SUPPLIED PASSAGE:
Authorisation Number: 1012503180889

Ruling

Subject: GST and supplies to non-residents

Question 1

Is the supply of web-based software application that is hosted on servers located in Australia to non-resident clients a GST-free supply under subsection 38-190(1) of the A New Tax System (Goods and Services Tax) Act 1999 (GST Act)?

Answer

Yes.

Question 2

Is the supply of web-based software application to non-resident clients GST-free as a supply of goods under subsection 38-185(1) of the GST Act?

Answer

No.

Relevant facts and circumstances

You are an Australian resident company which is registered for GST.

Your product is a software application that is only available as a web-based application.

The software application is not available in 'shrink wrap' or downloadable form.

The software application is hosted on servers physically located in Australia.

Your client base consists of residents and non-residents of Australia for income tax purposes.

The non-residents will not be in Australia when they access the software application.

All users must pay a monthly fee in advance for log-on access rights.

Your website's Terms and Conditions provide the following:

    A user must comply with the Terms and Conditions.

    A user must open an account using the online registration facility on the website before they can use the software application. A user may only open an account as an individual.

    Using the software application does not make the user the owner of any intellectual property rights in the software application or the content accessed using the software application. The user must not use content from the website unless the user obtains permission from the content owner or the user is otherwise permitted by law. The terms and conditions do not entitle the user to use any trademarks, branding or logos appearing on the website.

INSTRUCTIONS:
1. In the GST ruling, could you give again the part that opens with "You are an Australian" and closes with "income tax purposes.", substituting "browser-based application" for "web-based application"?
2. According to the GST ruling, where are the servers hosting the software application physically located?
3. Could you carry on the GST ruling on supplies to non-residents from the point where it stops?
The lines after this point come from a separate source.

RECORDED DATA:
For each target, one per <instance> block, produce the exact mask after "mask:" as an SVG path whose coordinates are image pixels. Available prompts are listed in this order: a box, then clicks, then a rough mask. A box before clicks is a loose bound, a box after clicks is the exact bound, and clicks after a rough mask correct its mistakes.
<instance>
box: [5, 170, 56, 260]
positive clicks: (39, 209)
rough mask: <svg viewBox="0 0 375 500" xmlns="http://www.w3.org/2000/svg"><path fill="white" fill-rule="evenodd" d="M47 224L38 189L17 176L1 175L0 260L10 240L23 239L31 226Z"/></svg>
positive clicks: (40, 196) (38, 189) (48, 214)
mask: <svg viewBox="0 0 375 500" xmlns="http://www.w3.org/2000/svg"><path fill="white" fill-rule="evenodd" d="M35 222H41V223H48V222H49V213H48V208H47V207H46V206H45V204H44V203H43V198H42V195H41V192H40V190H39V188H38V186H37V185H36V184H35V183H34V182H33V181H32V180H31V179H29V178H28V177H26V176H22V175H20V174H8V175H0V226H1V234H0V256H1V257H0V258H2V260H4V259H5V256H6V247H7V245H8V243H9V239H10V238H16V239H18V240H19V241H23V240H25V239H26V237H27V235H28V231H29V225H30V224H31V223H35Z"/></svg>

ANSWERS BELOW:
1.
You are an Australian resident company which is registered for GST.

Your product is a software application that is only available as a browser-based application.

The software application is not available in 'shrink wrap' or downloadable form.

The software application is hosted on servers physically located in Australia.

Your client base consists of residents and non-residents of Australia for income tax purposes.

2. In Australia.

3.
    Once any initial free trial period has expired (if applicable), the user will need to pay an annual subscription fee to be able to use the software application.

    The website may be accessed from within Australia and throughout the world. No representations or warranties are made that the website complies with the laws of any country other than Australia.

Relevant legislative provisions

A New Tax System (Goods and Services Tax) Act 1999 section 9-5.

A New Tax System (Goods and Services Tax) Act 1999 section 9-25.

A New Tax System (Goods and Services Tax) Act 1999 section 38-185.

A New Tax System (Goods and Services Tax) Act 1999 subsection 38-190(1).

A New Tax System (Goods and Services Tax) Act 1999 subsection 38-190(2).

A New Tax System (Goods and Services Tax) Act 1999 subsection 38-190(2A).

A New Tax System (Goods and Services Tax) Act 1999 subsection 38-190(3).

A New Tax System (Goods and Services Tax) Act 1999 section 195-1.

Reasons for decision

Summary

The supply of the software application to non-resident clients is not a GST-free supply of goods under subsection 38-185(1) of the GST Act. The supply is a GST-free supply under subsection 38-190(1) of the GST Act.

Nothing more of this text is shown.